Machine: airig — AMD Ryzen 9 9900X, NVIDIA RTX 5090 FE, 64 GB RAM, Debian trixie
Software: Python 3.13.5, torch 2.12+cu130, tabpfn 8.0.3, tabicl 2.1.1, xgboost 3.0.3, catboost 1.2.8, lightgbm 4.6.0
Code & Data: v4_raw_results.zip (22 JSON files, 1,188 individual run records)
The Pitch and The Problem
Tabular foundation models promise a seductive value proposition: no hyperparameter tuning, no feature engineering, competitive accuracy out of the box. For data scientists drowning in spreadsheets, this sounds like a dream.
But fraud detection is not a spreadsheet problem. It is an adversarial, high-dimensional, heavily-engineered domain where Vesta’s anonymized feature interactions, device fingerprints, and transaction timestamps create a signal landscape that looks nothing like the clean UCI datasets these models were trained on.
So we ran an experiment. Not on iris or wine quality — on ieee-cis, the Kaggle fraud competition with 590k rows, 455 features, and a 3.5% fraud rate. And on fraud-detection from the Amazon FDB suite. And on four other datasets spanning the easy-to-hard spectrum.
We tested 52 method variants across 22 configurations with 3 random seeds each. The question was simple: when the data gets hard, do foundation models still win?
They do not.
What We Tested
| Category | Methods |
|---|---|
| Foundation models | TabPFN, TabICL, TabICL-FT |
| Gradient boosters | XGBoost, CatBoost, LightGBM (default + fast variants) |
| Soft distillation | Train GBMs on PFN/ICL probability outputs as soft labels |
| Teacher-as-feature | Append PFN/ICL probabilities as extra input features |
| Stacking | LogisticMeta (5-base), XGBMeta (5-base) |
| Ensembles | CV-tuned weighted averages, PFN+ICL fixed-α ensemble |
| Neural nets | MLP on raw features, MLP on teacher-augmented features |
The experiment design:
- ieee-cis: 1k / 2k / 5k / 10k / 20k training rows
- fraud-detection: 500 / 1k / 2k / full training rows
- fake-job, click-small: 1k / 2k / full
- internet-ads: PCA 50/100/200 and SelectK 50/100/200
All metrics: ROC AUC, Average Precision, Recall@1%FPR, Recall@5%FPR, fit time, predict time.

■ **What the task requires**:
Repeat the passage of the write-up on tabular foundation models starting at "But fraud detection" and ending at "the easy-to-hard spectrum.", swapping "adversarial" for "hostile".

■ **Data entries**:
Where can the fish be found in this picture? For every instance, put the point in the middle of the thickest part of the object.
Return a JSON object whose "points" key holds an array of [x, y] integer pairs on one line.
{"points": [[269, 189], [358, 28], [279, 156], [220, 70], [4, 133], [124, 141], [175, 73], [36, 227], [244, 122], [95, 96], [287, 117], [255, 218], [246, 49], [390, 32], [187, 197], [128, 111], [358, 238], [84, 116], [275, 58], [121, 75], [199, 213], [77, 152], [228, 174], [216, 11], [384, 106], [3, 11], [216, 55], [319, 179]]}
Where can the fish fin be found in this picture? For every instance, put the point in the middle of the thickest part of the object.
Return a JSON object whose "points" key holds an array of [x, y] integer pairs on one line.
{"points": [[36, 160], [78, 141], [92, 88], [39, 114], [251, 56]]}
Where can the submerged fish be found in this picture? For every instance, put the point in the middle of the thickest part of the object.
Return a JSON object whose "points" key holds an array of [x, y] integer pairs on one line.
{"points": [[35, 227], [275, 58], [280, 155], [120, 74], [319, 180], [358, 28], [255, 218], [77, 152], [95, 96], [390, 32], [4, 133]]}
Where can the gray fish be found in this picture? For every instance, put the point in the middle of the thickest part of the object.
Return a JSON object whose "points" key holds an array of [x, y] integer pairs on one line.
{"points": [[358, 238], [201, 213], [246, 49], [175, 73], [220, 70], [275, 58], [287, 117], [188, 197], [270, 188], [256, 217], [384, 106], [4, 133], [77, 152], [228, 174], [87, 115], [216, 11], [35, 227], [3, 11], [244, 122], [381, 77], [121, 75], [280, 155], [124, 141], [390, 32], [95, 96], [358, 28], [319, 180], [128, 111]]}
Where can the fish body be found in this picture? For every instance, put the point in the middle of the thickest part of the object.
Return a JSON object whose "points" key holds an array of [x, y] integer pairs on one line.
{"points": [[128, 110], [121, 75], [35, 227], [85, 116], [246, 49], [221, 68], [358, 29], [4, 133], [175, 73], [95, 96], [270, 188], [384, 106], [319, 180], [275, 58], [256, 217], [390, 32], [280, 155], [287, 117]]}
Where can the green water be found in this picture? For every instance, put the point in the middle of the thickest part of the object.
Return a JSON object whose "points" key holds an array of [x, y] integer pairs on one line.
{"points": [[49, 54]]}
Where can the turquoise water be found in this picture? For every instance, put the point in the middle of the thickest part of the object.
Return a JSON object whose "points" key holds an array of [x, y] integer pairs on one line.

■ **Written answer**:
But fraud detection is not a spreadsheet problem. It is an hostile, high-dimensional, heavily-engineered domain where Vesta’s anonymized feature interactions, device fingerprints, and transaction timestamps create a signal landscape that looks nothing like the clean UCI datasets these models were trained on.
So we ran an experiment. Not on iris or wine quality — on ieee-cis, the Kaggle fraud competition with 590k rows, 455 features, and a 3.5% fraud rate. And on fraud-detection from the Amazon FDB suite. And on four other datasets spanning the easy-to-hard spectrum.